■ **Exercise requirements**: In the text on creating a daily academic writing practice, what effect does it say the closure of libraries and archives has had?

──────── Reading passage ────────

Creating a Daily Academic Writing Practice

In my work as an academic writing consultant, I talk to clients a lot about how to develop a daily writing practice. Devoting time everyday (or Monday-Friday) can fundamentally transform your academic writing. Even in the best of times, however, establishing a daily habit of writing can feel like a lofty goal. Many scholars are overwhelmed with teaching and family commitments, and these responsibilities have only been intensified by the Covid-19 pandemic. So what are some small steps you can take to carve out space for academic writing during turbulent times?

1. Lower your expectations

As a general rule, scholars tend toward being overachievers so this advice might be a difficult pill to swallow. Nonetheless, I think it is critical for professors and graduate students to lower their expectations, not just for the students in their virtual classrooms but for themselves as well during these turbulent times. Giving yourself permission to do less can actually help to spur you on to action.

For many people, online teaching and working from home have made it harder than ever to devote time to writing. The closure of libraries and archives have made research much more challenging. And of course the economic crisis for colleges and universities as a result of Covid-19 has affected funding opportunities for professors and graduate students. These are serious hurdles to overcome, and they don’t seem to be going away anytime soon. Therefore, it is important that academic writers not fall into the trap of setting unrealistic goals, or even worse thinking they will be extra productive because of an abundance of so-called free time due to the quarantine. The goal is to establish a regular writing practice in whatever form is realistic for right now.

──────── Provided data ────────

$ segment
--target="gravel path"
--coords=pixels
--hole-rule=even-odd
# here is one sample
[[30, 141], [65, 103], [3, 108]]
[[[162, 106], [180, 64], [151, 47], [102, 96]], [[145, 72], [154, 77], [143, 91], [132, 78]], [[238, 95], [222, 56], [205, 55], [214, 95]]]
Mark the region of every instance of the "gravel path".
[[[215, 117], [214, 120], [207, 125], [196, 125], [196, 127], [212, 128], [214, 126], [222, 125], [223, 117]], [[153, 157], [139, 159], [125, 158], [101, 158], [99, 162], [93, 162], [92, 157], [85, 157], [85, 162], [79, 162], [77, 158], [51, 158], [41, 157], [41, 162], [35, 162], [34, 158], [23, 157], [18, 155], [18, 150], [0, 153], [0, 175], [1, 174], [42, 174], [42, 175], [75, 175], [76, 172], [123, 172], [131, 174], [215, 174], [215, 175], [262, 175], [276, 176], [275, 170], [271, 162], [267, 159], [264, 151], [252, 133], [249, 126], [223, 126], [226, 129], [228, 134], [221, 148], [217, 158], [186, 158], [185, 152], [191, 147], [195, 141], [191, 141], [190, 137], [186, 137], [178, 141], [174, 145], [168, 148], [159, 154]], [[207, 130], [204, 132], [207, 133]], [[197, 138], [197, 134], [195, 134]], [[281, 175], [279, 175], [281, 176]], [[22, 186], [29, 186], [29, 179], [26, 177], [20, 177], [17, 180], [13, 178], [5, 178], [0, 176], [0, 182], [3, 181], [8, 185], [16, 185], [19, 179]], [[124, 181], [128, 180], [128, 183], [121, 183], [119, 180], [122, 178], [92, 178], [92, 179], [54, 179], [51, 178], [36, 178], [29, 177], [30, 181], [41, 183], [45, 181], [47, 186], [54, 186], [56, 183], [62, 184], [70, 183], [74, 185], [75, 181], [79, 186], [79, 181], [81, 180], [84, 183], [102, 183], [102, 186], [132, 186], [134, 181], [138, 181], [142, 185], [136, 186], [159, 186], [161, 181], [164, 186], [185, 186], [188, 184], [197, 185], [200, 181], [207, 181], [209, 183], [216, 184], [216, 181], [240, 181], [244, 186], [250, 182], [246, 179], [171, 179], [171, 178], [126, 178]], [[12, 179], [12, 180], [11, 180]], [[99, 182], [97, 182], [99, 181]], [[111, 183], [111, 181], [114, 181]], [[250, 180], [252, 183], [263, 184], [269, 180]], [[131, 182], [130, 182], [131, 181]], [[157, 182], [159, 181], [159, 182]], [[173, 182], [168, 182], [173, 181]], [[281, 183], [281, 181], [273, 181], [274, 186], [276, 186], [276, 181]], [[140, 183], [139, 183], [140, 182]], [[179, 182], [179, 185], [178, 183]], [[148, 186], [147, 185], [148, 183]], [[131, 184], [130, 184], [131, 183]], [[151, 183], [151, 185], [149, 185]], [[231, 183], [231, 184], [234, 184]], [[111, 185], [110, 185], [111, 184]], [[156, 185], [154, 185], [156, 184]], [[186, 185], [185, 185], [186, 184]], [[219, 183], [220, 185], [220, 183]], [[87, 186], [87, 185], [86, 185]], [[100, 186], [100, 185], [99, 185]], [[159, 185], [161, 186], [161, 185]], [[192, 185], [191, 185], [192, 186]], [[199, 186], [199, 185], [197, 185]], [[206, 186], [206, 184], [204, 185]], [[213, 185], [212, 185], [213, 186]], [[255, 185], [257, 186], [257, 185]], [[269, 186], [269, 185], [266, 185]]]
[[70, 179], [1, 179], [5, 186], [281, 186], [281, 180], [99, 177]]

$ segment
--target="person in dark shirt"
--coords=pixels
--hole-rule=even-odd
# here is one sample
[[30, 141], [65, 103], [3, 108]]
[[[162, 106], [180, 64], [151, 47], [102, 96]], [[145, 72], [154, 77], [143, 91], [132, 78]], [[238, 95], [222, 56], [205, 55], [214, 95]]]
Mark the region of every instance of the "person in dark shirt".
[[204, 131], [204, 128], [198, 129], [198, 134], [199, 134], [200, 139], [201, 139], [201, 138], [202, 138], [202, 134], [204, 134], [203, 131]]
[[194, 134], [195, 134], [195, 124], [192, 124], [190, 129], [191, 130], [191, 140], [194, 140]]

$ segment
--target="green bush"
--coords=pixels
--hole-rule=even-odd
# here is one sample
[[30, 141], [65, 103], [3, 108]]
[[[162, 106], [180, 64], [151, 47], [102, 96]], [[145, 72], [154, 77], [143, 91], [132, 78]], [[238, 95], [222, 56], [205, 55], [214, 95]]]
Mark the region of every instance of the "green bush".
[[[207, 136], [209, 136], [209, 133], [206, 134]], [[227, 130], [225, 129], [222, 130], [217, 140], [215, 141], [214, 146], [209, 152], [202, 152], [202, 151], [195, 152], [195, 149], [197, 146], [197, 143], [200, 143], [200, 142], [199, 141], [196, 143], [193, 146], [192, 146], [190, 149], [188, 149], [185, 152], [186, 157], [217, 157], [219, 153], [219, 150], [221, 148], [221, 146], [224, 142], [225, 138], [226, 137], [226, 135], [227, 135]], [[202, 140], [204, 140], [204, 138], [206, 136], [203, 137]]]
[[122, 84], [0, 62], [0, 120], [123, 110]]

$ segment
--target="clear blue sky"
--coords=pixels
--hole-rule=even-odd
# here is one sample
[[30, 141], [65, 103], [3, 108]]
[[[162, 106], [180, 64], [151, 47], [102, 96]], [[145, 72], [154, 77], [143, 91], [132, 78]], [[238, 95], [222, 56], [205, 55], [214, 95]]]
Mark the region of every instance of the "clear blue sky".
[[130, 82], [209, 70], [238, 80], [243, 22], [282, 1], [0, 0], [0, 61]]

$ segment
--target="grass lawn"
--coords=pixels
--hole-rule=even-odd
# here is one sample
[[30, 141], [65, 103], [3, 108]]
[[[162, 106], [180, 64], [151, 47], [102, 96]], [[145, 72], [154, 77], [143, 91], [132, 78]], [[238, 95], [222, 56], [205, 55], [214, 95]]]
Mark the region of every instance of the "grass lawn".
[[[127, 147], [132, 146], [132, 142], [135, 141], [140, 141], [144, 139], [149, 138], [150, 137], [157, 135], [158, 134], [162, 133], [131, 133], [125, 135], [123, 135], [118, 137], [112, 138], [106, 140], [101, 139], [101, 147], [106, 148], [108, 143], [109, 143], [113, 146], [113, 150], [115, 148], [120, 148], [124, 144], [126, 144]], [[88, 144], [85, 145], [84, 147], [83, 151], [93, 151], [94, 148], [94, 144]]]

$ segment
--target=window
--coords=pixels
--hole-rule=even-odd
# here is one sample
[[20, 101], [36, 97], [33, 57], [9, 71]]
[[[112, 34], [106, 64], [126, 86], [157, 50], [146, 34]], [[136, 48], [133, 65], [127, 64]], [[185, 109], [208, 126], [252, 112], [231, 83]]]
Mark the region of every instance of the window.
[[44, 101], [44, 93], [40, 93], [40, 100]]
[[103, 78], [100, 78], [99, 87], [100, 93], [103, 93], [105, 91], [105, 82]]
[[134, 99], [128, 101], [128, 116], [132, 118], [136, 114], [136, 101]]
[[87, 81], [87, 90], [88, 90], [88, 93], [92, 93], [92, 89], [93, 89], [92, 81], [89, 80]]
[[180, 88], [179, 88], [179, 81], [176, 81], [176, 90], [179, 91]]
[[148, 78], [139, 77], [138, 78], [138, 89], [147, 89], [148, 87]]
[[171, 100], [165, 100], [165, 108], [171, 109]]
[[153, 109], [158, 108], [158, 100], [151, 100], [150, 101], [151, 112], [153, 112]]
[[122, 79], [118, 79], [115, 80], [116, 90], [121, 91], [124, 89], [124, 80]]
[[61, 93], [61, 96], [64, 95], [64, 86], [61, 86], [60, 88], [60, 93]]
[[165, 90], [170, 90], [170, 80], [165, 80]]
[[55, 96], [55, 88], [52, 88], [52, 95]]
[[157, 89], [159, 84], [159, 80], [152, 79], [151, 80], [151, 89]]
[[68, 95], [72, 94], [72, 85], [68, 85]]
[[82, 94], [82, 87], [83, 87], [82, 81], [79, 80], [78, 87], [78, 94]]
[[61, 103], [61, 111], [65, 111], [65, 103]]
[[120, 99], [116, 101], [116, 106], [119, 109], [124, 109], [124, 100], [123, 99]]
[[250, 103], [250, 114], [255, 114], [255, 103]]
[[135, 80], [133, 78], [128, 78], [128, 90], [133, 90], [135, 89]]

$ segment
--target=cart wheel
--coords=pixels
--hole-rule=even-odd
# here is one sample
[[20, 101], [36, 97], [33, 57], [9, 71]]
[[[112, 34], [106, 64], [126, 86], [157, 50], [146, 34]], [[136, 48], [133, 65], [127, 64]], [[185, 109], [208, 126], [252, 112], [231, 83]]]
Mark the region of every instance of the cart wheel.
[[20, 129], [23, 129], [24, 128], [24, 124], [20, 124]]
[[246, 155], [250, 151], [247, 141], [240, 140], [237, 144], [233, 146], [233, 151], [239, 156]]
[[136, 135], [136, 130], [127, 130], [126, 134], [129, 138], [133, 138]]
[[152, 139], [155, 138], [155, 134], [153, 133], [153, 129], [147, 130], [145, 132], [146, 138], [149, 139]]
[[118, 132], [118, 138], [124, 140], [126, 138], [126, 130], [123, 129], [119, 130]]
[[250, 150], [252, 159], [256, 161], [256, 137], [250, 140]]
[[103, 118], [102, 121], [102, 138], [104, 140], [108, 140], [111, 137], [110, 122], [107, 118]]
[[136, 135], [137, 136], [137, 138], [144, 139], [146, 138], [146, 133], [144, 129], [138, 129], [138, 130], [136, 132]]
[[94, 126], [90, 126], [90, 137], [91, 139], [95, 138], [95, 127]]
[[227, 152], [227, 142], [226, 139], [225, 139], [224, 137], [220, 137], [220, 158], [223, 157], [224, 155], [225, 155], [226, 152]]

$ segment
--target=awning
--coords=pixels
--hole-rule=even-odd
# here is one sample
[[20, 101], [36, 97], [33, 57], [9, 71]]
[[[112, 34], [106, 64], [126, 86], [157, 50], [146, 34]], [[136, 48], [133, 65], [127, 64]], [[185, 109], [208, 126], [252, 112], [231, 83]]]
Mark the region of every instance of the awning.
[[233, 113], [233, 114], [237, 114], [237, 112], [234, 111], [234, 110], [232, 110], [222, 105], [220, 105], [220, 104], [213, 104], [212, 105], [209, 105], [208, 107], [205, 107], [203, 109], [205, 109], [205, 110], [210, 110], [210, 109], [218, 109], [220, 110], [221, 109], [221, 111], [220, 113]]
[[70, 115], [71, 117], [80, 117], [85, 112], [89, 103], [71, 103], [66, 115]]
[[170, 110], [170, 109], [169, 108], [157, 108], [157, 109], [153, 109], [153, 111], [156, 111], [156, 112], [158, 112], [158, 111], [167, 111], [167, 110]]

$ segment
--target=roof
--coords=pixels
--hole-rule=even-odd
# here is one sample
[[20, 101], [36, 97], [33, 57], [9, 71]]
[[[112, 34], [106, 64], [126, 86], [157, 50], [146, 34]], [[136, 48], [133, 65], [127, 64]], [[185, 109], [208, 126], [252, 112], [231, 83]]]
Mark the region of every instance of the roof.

────────

■ **Exercise response**: It has made research much more challenging.